_Task instructions:_ From the records below, output exactly the lines starting at the line with "Target: blurred green foliage" and ending at the line with "Target: american flag", both of them included, but no pictures.

Extracted data entries:
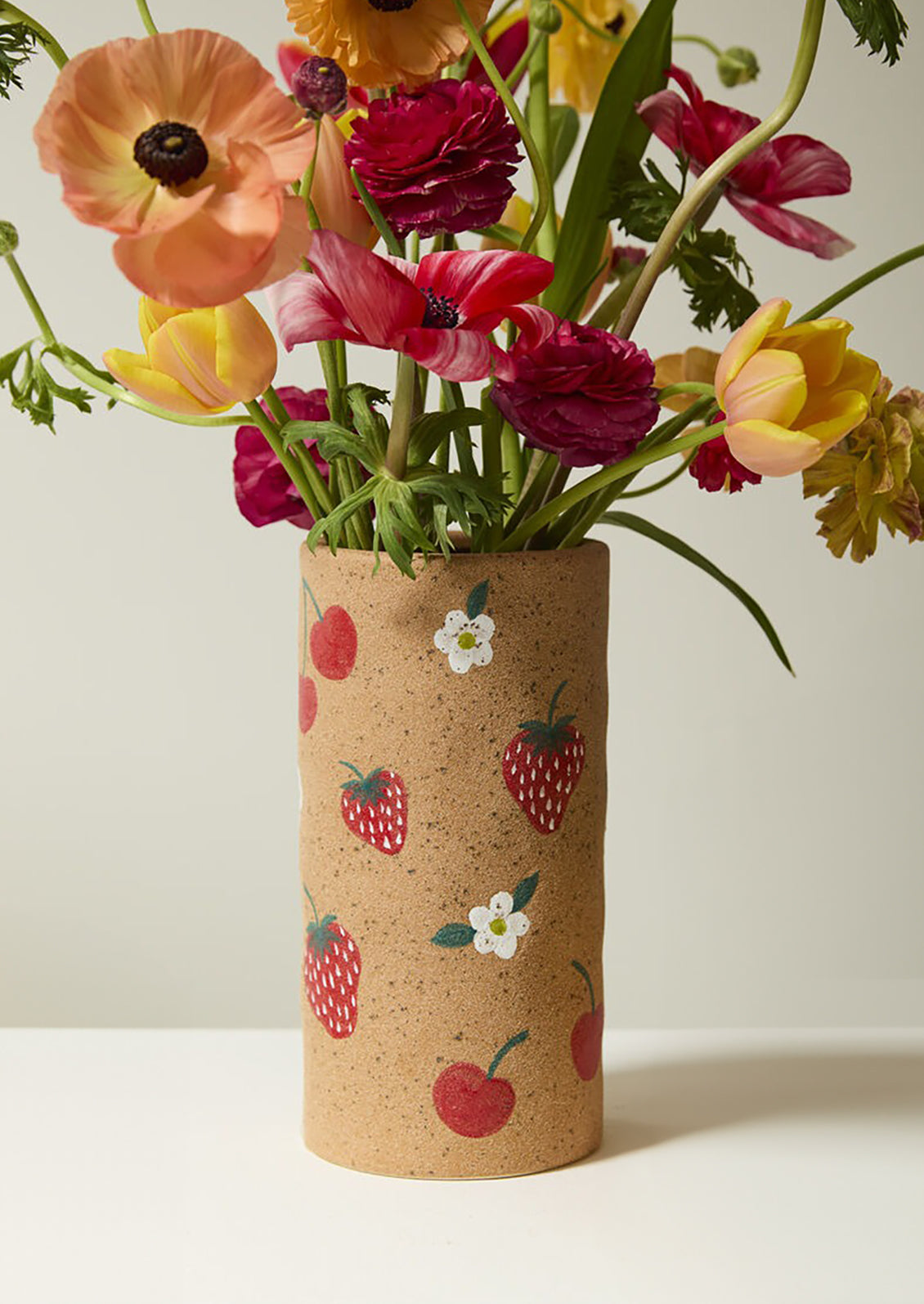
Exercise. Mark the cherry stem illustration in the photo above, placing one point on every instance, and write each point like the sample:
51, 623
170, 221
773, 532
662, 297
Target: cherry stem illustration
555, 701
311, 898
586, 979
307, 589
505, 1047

...

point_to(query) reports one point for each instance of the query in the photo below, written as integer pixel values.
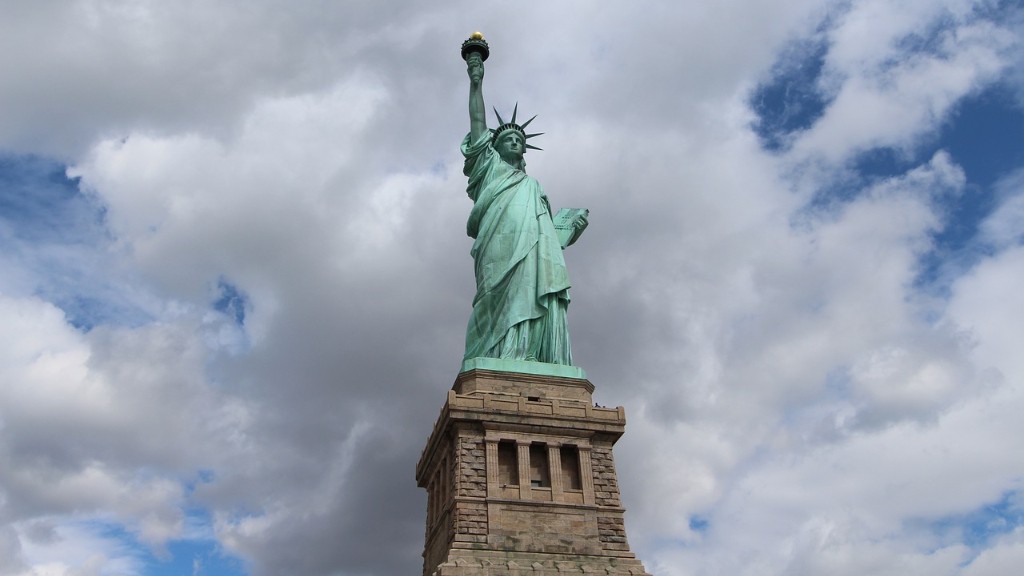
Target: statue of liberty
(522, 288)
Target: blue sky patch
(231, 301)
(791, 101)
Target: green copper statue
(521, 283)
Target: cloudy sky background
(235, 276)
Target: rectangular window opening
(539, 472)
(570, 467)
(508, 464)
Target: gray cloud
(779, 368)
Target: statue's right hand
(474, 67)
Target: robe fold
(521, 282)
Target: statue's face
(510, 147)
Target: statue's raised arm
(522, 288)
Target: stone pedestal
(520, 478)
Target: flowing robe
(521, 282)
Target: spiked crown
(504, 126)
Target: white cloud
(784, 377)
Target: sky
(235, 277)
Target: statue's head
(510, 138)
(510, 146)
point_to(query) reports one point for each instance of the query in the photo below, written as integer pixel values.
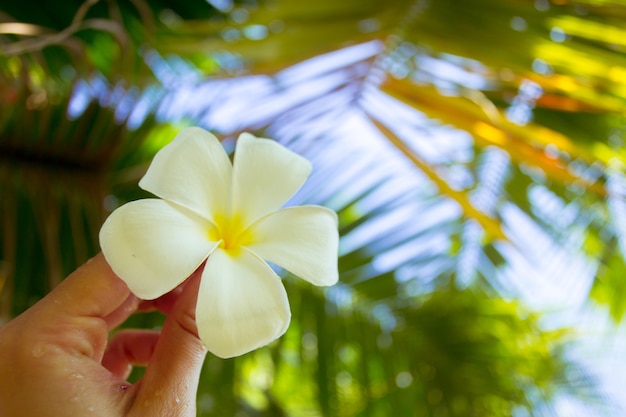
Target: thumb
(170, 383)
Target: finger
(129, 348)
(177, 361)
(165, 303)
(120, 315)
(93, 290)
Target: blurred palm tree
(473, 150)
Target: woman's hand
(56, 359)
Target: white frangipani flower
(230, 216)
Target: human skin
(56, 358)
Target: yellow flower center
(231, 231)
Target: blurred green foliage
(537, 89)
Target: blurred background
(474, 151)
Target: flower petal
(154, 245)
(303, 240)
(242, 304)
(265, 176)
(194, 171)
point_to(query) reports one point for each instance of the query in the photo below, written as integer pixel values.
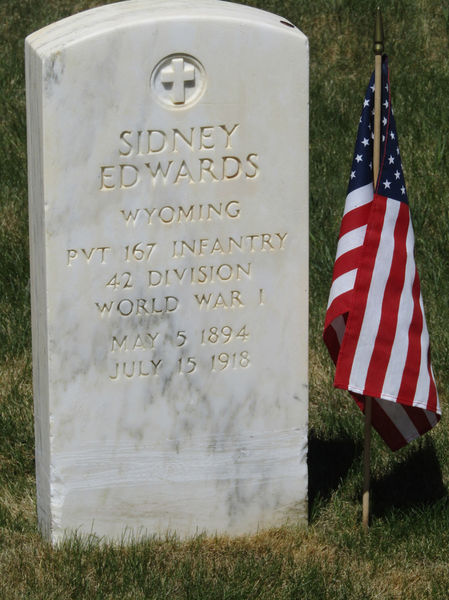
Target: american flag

_Exercise solution:_
Target: blurred green foliage
(537, 89)
Target: blurred background
(474, 151)
Target: flower petal
(154, 245)
(303, 240)
(242, 304)
(265, 176)
(194, 171)
point_to(query) reports one point for each instance of the query in the photo below, written as integer pixel values.
Target: american flag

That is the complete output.